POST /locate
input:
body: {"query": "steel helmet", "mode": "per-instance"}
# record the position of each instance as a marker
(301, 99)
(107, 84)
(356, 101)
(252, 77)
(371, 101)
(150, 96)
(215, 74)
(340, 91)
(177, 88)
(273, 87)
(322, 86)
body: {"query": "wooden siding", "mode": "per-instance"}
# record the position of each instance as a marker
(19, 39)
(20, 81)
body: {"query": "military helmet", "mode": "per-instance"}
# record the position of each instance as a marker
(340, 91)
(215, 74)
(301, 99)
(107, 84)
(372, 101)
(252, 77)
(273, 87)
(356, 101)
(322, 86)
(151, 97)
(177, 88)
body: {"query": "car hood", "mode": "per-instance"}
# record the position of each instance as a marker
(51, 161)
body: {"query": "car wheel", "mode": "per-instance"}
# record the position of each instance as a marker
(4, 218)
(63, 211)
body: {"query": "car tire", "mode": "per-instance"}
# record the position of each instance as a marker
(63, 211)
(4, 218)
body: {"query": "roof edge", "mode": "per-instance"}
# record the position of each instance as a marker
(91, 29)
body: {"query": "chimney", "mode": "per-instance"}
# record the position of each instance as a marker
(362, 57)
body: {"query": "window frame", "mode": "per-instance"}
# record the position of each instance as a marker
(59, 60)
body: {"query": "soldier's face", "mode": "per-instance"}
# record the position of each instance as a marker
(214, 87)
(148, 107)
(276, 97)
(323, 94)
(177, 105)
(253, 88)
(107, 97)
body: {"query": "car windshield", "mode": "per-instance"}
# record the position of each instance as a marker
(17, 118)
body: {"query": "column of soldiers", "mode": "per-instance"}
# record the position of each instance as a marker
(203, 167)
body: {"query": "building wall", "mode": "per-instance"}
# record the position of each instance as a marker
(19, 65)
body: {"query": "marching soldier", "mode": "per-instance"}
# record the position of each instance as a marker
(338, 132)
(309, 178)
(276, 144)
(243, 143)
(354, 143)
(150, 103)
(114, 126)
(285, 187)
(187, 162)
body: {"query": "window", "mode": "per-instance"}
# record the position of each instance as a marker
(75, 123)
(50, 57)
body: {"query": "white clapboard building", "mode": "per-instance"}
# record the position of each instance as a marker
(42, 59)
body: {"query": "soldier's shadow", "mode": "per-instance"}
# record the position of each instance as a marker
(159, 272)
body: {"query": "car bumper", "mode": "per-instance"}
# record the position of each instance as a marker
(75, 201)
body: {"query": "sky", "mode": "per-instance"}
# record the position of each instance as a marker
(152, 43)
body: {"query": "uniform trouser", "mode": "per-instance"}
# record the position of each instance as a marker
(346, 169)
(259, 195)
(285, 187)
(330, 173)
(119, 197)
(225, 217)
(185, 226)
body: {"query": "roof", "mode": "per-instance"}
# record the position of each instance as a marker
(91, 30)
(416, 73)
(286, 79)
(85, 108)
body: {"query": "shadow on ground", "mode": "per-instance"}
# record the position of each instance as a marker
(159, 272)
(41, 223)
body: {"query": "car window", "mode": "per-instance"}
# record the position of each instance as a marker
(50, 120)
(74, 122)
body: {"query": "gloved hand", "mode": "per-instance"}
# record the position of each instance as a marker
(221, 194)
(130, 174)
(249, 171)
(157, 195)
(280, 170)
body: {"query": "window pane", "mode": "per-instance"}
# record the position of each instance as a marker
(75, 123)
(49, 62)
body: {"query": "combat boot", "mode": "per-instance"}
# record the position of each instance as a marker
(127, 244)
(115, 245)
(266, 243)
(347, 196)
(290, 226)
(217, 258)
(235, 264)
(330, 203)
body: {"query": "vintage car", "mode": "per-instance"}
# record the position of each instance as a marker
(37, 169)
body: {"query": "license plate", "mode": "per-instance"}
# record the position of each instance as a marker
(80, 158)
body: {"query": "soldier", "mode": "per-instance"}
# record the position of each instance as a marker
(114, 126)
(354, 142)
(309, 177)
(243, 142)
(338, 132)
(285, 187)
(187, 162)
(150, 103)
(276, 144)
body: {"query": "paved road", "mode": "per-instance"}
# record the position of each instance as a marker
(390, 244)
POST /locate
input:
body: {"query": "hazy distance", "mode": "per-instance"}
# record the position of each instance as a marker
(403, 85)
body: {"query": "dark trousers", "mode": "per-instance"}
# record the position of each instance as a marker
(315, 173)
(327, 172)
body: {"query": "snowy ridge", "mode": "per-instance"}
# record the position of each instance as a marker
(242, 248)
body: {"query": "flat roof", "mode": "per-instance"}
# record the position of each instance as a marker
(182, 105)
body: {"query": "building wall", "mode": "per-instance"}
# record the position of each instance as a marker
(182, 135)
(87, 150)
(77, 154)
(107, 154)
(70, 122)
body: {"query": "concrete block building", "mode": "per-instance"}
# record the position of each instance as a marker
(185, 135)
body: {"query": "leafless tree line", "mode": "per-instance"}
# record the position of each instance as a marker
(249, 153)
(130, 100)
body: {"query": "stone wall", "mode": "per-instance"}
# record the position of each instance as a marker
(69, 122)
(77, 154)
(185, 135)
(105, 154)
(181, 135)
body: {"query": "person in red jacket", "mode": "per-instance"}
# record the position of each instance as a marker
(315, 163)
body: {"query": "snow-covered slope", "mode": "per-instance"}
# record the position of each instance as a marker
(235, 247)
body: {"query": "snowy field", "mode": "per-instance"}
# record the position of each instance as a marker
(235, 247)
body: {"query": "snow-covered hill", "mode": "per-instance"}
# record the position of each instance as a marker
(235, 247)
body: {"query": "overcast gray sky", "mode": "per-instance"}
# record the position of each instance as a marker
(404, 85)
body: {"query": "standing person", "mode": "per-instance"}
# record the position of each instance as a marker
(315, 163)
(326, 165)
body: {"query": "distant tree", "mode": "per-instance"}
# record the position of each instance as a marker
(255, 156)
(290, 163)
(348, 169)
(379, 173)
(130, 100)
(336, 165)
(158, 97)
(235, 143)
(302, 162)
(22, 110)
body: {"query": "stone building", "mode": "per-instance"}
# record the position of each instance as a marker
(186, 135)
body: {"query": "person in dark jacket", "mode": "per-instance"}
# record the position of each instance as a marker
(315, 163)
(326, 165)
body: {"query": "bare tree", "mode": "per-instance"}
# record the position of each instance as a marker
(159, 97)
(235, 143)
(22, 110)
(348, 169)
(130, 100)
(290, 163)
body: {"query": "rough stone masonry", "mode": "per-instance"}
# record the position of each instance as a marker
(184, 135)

--------------------------------

## GOAL OF THE EXERCISE
Pick out every line of the records above that contains the word "snowy", matching case exactly.

## THE SOLUTION
body: {"query": "snowy ridge", "mode": "per-instance"}
body: {"query": "snowy field", "mode": "per-instance"}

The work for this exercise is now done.